* begin PROVIDED MATERIAL *

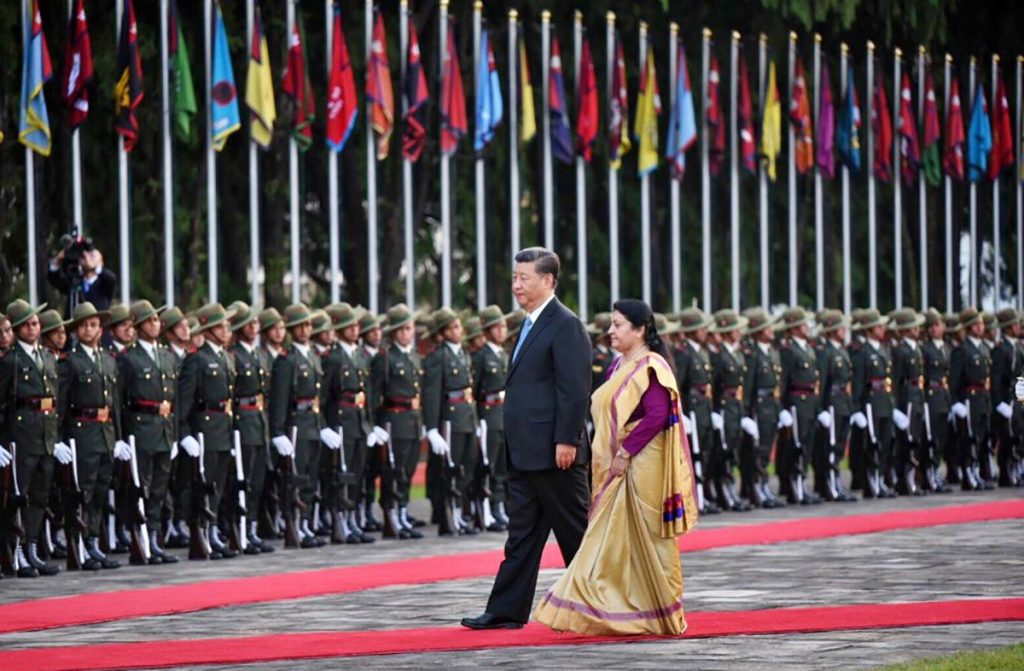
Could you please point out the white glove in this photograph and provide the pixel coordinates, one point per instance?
(62, 453)
(284, 446)
(437, 444)
(190, 446)
(122, 451)
(751, 426)
(331, 437)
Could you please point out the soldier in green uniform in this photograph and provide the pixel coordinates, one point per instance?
(730, 419)
(28, 408)
(395, 404)
(449, 405)
(801, 392)
(491, 365)
(872, 403)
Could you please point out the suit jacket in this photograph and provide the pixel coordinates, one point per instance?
(547, 391)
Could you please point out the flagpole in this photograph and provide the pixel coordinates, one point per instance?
(481, 242)
(168, 174)
(445, 178)
(705, 173)
(612, 171)
(407, 166)
(844, 65)
(763, 175)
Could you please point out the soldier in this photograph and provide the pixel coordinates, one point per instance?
(872, 403)
(448, 404)
(395, 374)
(89, 408)
(730, 419)
(763, 371)
(801, 391)
(491, 365)
(28, 409)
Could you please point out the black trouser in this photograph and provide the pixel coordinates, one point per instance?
(540, 502)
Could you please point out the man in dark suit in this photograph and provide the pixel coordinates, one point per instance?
(547, 393)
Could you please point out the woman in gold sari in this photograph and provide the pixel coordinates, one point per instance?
(627, 578)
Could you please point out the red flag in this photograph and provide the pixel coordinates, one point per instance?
(715, 120)
(296, 86)
(78, 67)
(415, 134)
(379, 90)
(952, 153)
(883, 126)
(342, 106)
(800, 117)
(1003, 136)
(748, 143)
(454, 121)
(586, 105)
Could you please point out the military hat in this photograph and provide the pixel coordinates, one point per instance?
(295, 315)
(19, 310)
(140, 311)
(727, 320)
(50, 321)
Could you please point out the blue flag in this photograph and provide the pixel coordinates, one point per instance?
(223, 94)
(979, 138)
(489, 106)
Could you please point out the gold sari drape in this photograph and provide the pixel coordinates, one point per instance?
(626, 578)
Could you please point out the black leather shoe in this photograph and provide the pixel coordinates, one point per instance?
(492, 621)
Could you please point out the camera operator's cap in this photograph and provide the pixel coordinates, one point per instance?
(296, 315)
(727, 320)
(19, 310)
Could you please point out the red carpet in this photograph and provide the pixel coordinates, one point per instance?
(324, 644)
(104, 606)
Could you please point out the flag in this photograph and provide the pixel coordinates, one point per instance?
(295, 84)
(800, 117)
(748, 143)
(342, 106)
(979, 138)
(825, 158)
(619, 111)
(882, 125)
(682, 123)
(415, 133)
(648, 109)
(182, 92)
(379, 90)
(527, 114)
(586, 105)
(715, 120)
(771, 123)
(34, 122)
(489, 106)
(909, 150)
(1003, 136)
(930, 148)
(848, 128)
(223, 94)
(259, 85)
(558, 108)
(78, 73)
(952, 152)
(454, 121)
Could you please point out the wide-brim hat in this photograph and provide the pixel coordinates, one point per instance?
(18, 311)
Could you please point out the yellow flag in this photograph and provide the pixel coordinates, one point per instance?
(771, 123)
(648, 108)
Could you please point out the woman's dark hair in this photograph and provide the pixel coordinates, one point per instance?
(640, 316)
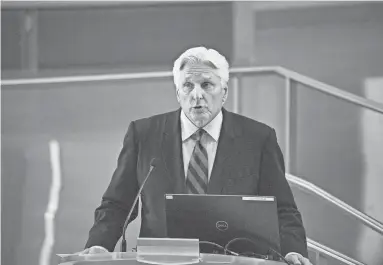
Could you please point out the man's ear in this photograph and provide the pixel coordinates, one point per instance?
(226, 93)
(178, 95)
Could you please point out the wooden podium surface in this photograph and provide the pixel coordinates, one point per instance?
(130, 258)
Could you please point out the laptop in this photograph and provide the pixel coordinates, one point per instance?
(249, 223)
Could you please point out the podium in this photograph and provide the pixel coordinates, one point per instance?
(162, 251)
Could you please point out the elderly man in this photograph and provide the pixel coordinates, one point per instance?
(202, 148)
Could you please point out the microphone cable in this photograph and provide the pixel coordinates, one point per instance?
(255, 254)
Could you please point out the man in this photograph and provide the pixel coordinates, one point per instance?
(232, 154)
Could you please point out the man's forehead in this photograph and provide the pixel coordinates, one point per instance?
(200, 70)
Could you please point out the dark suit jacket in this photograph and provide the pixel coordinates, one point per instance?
(248, 162)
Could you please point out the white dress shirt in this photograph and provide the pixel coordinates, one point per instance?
(209, 139)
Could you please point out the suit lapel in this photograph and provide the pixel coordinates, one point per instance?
(172, 151)
(226, 148)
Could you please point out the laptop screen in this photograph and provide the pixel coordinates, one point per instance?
(248, 223)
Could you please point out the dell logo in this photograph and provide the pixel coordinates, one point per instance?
(222, 225)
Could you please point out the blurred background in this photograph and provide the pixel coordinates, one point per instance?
(312, 70)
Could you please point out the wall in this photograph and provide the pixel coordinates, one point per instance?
(89, 120)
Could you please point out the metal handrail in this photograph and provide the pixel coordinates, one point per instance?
(332, 253)
(366, 219)
(314, 84)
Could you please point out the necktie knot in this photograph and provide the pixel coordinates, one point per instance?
(197, 136)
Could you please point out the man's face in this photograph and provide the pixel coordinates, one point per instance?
(200, 93)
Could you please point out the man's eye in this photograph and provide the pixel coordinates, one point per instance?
(207, 85)
(188, 85)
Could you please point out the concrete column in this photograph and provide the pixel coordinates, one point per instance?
(29, 41)
(371, 243)
(243, 33)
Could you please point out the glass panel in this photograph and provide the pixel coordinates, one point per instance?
(262, 97)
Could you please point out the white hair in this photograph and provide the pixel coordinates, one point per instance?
(210, 57)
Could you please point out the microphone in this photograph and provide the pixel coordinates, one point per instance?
(153, 164)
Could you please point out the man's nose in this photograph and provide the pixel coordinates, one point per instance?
(198, 92)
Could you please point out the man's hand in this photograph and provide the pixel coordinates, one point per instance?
(93, 250)
(297, 259)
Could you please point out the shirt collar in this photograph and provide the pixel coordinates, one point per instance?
(213, 128)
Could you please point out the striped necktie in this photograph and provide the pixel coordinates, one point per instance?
(197, 174)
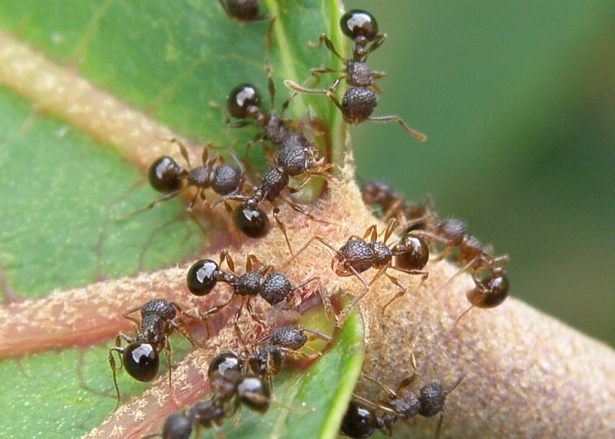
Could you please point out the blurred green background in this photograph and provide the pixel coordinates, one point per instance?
(518, 100)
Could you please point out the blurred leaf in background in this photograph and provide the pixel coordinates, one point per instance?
(518, 100)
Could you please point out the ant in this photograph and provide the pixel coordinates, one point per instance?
(141, 356)
(167, 176)
(358, 255)
(391, 204)
(361, 96)
(242, 10)
(490, 278)
(273, 286)
(361, 418)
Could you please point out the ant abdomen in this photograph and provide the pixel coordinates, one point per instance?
(141, 361)
(358, 104)
(165, 175)
(243, 101)
(251, 220)
(177, 426)
(358, 422)
(202, 277)
(431, 399)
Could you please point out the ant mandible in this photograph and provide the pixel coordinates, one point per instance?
(141, 356)
(361, 96)
(273, 286)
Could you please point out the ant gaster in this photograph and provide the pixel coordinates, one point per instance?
(274, 287)
(140, 357)
(358, 255)
(361, 96)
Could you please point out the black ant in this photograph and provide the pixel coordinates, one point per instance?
(391, 204)
(364, 416)
(358, 255)
(273, 286)
(361, 96)
(167, 176)
(243, 10)
(490, 279)
(140, 357)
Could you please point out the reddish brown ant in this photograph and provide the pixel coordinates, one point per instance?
(140, 357)
(358, 255)
(273, 286)
(490, 279)
(361, 95)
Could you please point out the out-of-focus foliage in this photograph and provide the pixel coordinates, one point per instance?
(518, 99)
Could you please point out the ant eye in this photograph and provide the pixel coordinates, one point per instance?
(358, 23)
(241, 99)
(141, 361)
(164, 174)
(202, 277)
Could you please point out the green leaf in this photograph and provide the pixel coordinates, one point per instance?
(62, 188)
(310, 404)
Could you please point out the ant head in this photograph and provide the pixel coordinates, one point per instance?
(226, 179)
(359, 25)
(202, 277)
(491, 291)
(411, 253)
(177, 426)
(432, 399)
(224, 365)
(141, 361)
(242, 10)
(165, 174)
(251, 220)
(253, 392)
(243, 101)
(358, 421)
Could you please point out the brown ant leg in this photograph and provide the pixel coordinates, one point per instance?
(393, 118)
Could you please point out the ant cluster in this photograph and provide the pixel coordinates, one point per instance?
(244, 378)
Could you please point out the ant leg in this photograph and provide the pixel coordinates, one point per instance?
(149, 206)
(306, 245)
(117, 348)
(376, 43)
(393, 118)
(324, 298)
(282, 227)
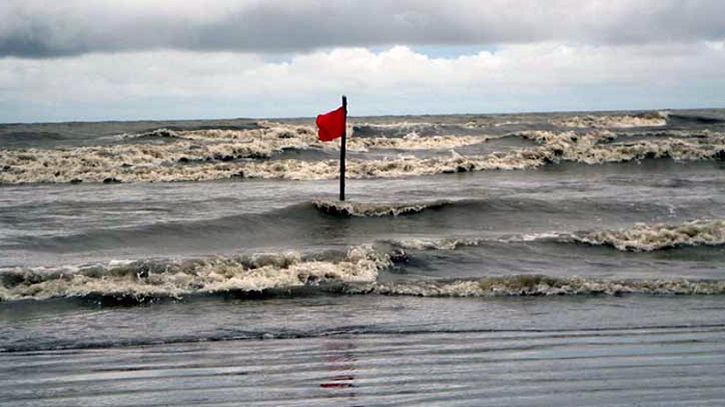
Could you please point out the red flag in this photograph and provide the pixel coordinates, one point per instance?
(332, 124)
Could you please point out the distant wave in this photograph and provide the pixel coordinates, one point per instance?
(357, 209)
(638, 238)
(221, 154)
(650, 119)
(151, 279)
(538, 285)
(644, 237)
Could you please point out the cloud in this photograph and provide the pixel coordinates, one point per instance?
(51, 28)
(397, 80)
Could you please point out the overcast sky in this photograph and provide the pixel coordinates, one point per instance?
(185, 59)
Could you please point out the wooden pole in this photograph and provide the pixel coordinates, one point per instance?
(342, 152)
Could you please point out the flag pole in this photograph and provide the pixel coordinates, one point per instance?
(342, 152)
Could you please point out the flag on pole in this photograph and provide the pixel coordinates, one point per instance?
(332, 124)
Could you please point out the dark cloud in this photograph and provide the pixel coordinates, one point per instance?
(51, 28)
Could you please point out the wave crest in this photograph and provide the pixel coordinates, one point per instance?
(538, 285)
(162, 279)
(643, 237)
(359, 209)
(649, 119)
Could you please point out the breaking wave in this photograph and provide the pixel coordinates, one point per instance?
(204, 155)
(357, 209)
(163, 279)
(650, 119)
(639, 238)
(643, 237)
(538, 285)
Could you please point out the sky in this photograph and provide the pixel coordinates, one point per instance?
(94, 60)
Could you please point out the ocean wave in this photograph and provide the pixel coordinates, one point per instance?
(174, 279)
(650, 119)
(413, 141)
(397, 129)
(643, 237)
(538, 285)
(192, 161)
(358, 209)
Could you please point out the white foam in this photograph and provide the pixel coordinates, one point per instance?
(360, 209)
(178, 278)
(537, 285)
(654, 119)
(190, 160)
(643, 237)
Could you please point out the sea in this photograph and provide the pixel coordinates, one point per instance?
(533, 259)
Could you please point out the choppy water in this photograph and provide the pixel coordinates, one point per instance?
(525, 259)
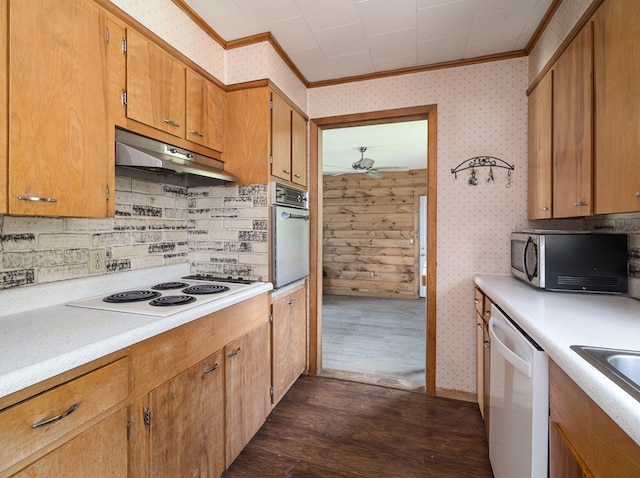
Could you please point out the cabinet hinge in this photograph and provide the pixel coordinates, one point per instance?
(147, 418)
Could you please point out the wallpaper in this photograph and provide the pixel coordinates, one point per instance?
(482, 110)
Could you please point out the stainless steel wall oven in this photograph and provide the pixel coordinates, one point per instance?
(289, 234)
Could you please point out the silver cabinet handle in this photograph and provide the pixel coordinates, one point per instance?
(66, 413)
(171, 122)
(36, 198)
(211, 369)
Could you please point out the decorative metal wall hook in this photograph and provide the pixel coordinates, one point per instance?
(480, 162)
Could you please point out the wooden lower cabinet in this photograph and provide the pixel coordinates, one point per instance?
(288, 340)
(100, 451)
(583, 440)
(483, 354)
(247, 376)
(187, 422)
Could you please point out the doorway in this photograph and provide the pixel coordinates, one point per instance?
(316, 297)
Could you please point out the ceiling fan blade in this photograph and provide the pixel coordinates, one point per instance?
(392, 169)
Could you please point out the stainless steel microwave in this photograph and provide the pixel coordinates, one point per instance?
(570, 261)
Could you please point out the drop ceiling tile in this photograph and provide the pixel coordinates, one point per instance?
(390, 64)
(441, 49)
(293, 34)
(328, 14)
(260, 12)
(211, 8)
(340, 41)
(358, 63)
(382, 16)
(502, 27)
(451, 19)
(232, 25)
(393, 45)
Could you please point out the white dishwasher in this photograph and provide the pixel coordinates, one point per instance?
(518, 401)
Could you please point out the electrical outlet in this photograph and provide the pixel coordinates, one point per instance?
(97, 261)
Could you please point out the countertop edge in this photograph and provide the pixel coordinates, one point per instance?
(146, 327)
(556, 320)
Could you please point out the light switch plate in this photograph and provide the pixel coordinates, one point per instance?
(97, 261)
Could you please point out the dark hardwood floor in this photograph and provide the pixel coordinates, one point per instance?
(325, 428)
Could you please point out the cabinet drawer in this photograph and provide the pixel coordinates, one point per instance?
(36, 422)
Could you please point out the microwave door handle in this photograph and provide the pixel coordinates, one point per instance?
(286, 215)
(509, 355)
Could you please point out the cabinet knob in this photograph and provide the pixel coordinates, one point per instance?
(171, 122)
(36, 198)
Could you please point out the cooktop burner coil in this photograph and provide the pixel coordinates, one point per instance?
(201, 289)
(169, 285)
(131, 296)
(169, 300)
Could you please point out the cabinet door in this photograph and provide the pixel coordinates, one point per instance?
(155, 86)
(205, 112)
(59, 153)
(187, 422)
(99, 451)
(281, 348)
(280, 138)
(573, 120)
(298, 149)
(563, 460)
(617, 95)
(540, 159)
(247, 379)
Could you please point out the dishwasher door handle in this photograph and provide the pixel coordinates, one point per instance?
(509, 355)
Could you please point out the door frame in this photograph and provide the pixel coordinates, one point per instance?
(428, 112)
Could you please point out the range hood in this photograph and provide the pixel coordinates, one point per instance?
(145, 158)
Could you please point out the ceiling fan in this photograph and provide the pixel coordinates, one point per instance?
(365, 165)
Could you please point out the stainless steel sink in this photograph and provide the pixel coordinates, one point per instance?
(621, 366)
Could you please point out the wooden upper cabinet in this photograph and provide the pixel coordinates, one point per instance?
(59, 155)
(540, 159)
(3, 110)
(280, 138)
(155, 86)
(573, 121)
(298, 149)
(617, 96)
(205, 112)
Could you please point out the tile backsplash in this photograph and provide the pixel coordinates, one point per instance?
(220, 230)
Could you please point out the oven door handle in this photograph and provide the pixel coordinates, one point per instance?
(285, 215)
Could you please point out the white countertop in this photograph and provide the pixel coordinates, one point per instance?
(37, 344)
(557, 320)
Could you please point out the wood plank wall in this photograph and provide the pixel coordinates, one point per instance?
(370, 234)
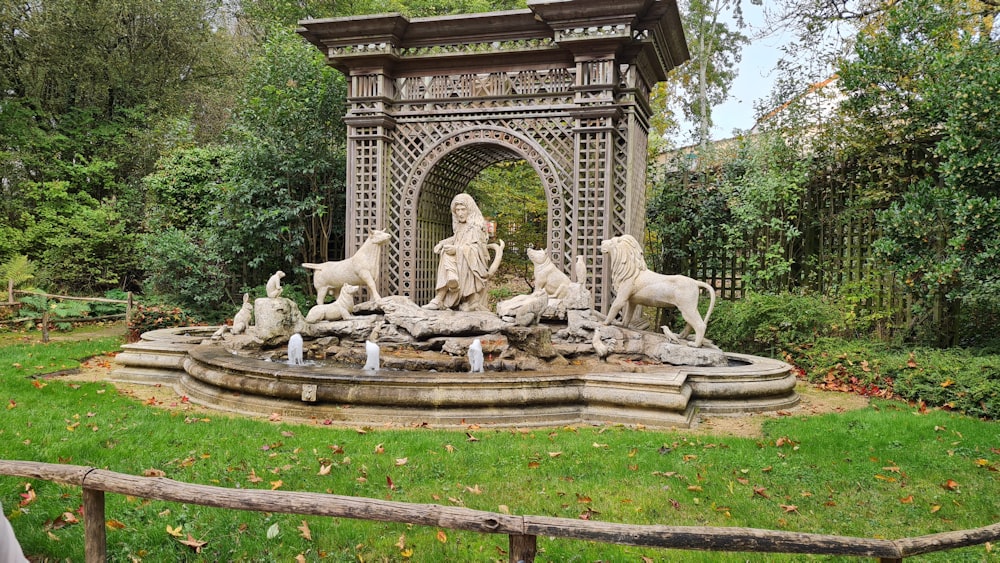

* end PROVIDED MATERIAL *

WHAT THE TASK REQUIRES
Count how many lines of the records contain the word "dishwasher", treating case as significant, and reply with only that number.

IN RESPONSE
2